## Exercise description
Can you turn the paragraph of the bipolar disorder study summary that begins "The bipolar group showed slight" into a short list that keeps its main findings?

## Passage for review
We examined the hemodynamics of the PFC during resting and cognitive tasks in 29 patients with bipolar disorder and 27 healthy controls, matched for age, verbal abilities and education. The cognitive test battery consisted of letter and category fluency (LF and CF), Sets A and B of the Raven's Colored Progressive Matrices (RCPM-A and RCPM-B) and the letter cancellation test (LCT). The tissue oxygenation index (TOI), the ratio of oxygenated hemoglobin (HbO2) concentration to total hemoglobin concentration, was measured in the bilateral PFC by spatially resolved near-infrared spectroscopy. Changes in HbO2 concentration were also measured.
The bipolar group showed slight but significant impairment in performance for the non-verbal tasks (RCPM-A, RCPM-B and LCT), with no significant between-group differences for the two verbal tasks (LF and CF). A group×task×hemisphere analysis of variance (ANOVA) on the TOI revealed an abnormal pattern of prefrontal oxygenation across different types of cognitive processing in the bipolar group. Post hoc analyses following a group×task×hemisphere ANOVA on HbO2 concentration revealed that the bipolar group showed a greater increase in HbO2 concentration in the LCT and in RCPM-B, relative to controls.
Both indices of cortical activation (TOI and HbO2 concentration) indicated a discrepancy in the PFC function between verbal versus non-verbal processing, indicating task-specific abnormalities in the hemodynamic control of the PFC in bipolar disorder.

## Raw data
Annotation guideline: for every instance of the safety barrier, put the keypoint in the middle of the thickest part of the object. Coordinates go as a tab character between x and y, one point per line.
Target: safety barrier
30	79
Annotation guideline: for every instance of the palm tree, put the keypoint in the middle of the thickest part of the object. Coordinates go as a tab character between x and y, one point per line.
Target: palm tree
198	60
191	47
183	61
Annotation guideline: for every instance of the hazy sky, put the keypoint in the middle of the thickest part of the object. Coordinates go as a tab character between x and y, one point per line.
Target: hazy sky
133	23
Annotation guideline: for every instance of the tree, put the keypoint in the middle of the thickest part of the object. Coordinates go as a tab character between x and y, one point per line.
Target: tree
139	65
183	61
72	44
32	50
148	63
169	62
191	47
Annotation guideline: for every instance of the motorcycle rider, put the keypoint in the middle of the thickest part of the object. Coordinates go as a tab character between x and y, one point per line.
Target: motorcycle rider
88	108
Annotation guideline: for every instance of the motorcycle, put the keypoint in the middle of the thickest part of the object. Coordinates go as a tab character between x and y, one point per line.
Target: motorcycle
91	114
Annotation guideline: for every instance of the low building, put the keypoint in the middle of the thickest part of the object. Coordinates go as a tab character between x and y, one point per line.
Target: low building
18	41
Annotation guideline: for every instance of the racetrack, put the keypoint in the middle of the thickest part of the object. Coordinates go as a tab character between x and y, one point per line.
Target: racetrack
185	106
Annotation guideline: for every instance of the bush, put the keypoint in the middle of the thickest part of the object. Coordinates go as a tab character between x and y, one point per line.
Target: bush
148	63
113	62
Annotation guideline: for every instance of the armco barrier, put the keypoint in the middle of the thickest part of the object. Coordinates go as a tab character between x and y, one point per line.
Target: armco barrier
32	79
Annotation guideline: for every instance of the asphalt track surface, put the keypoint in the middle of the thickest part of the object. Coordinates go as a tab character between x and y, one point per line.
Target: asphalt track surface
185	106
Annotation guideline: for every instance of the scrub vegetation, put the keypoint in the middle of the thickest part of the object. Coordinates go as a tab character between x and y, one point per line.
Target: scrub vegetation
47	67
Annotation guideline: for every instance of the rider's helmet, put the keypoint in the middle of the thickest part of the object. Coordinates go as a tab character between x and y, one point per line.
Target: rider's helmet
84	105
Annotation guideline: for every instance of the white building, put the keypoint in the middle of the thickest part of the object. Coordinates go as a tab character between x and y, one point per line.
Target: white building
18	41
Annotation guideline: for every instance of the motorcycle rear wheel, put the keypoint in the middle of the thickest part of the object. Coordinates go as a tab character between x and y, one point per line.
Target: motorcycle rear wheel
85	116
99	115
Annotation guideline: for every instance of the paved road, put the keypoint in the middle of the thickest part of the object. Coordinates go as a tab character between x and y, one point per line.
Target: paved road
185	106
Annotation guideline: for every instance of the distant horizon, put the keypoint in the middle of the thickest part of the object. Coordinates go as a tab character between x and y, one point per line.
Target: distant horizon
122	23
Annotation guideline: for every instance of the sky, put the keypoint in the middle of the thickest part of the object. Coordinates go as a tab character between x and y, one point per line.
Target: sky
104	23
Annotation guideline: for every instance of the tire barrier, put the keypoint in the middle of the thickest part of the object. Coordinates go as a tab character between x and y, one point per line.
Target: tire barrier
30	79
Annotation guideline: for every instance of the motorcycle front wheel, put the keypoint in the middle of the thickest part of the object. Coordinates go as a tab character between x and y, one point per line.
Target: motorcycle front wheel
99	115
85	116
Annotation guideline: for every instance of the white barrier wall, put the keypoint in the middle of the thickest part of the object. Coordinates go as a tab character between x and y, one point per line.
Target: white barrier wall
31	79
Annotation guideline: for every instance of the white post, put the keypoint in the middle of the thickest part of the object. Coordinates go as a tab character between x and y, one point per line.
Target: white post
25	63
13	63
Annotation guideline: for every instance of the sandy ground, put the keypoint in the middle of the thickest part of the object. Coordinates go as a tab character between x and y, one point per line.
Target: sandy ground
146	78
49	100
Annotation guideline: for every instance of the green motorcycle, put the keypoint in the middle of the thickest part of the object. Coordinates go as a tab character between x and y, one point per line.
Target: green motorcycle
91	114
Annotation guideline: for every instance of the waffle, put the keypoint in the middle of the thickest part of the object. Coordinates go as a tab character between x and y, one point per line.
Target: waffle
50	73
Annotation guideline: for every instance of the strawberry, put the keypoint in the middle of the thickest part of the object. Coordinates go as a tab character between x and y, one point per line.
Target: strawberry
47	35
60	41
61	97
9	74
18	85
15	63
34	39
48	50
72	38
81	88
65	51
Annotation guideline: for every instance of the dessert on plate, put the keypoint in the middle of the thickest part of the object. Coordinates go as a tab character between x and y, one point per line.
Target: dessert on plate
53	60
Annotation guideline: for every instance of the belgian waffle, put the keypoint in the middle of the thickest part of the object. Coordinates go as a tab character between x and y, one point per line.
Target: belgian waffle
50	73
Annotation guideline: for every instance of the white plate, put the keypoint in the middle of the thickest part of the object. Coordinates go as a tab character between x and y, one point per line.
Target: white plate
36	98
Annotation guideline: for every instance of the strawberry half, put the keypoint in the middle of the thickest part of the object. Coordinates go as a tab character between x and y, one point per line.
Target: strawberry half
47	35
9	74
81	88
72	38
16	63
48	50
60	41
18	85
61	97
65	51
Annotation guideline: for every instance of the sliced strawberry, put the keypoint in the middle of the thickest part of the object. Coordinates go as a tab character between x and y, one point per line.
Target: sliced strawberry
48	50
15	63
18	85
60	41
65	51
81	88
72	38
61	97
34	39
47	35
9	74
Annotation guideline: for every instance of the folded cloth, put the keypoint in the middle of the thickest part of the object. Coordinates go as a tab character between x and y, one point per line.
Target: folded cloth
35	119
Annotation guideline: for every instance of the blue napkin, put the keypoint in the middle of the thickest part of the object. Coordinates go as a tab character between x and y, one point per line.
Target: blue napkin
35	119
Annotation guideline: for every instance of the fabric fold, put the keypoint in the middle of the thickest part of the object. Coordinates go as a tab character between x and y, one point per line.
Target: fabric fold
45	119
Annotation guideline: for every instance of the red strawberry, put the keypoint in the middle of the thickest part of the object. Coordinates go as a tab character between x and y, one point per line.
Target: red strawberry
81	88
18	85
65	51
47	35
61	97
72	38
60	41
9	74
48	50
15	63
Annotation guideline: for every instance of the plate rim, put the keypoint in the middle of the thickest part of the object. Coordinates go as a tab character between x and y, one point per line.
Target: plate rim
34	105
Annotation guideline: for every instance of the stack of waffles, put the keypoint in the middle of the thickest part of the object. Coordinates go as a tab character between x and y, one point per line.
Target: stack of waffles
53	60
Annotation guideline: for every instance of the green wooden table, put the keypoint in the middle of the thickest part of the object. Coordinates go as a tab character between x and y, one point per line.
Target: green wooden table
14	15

## Response
- The bipolar group performed slightly but significantly worse on the non-verbal tasks (RCPM-A, RCPM-B and LCT).
- There were no significant between-group differences on the verbal tasks (LF and CF).
- A group×task×hemisphere ANOVA on the TOI showed an abnormal pattern of prefrontal oxygenation across different types of cognitive processing in the bipolar group.
- Post hoc analyses after a group×task×hemisphere ANOVA on HbO2 concentration showed a greater increase in HbO2 concentration in the bipolar group than in controls during the LCT and RCPM-B.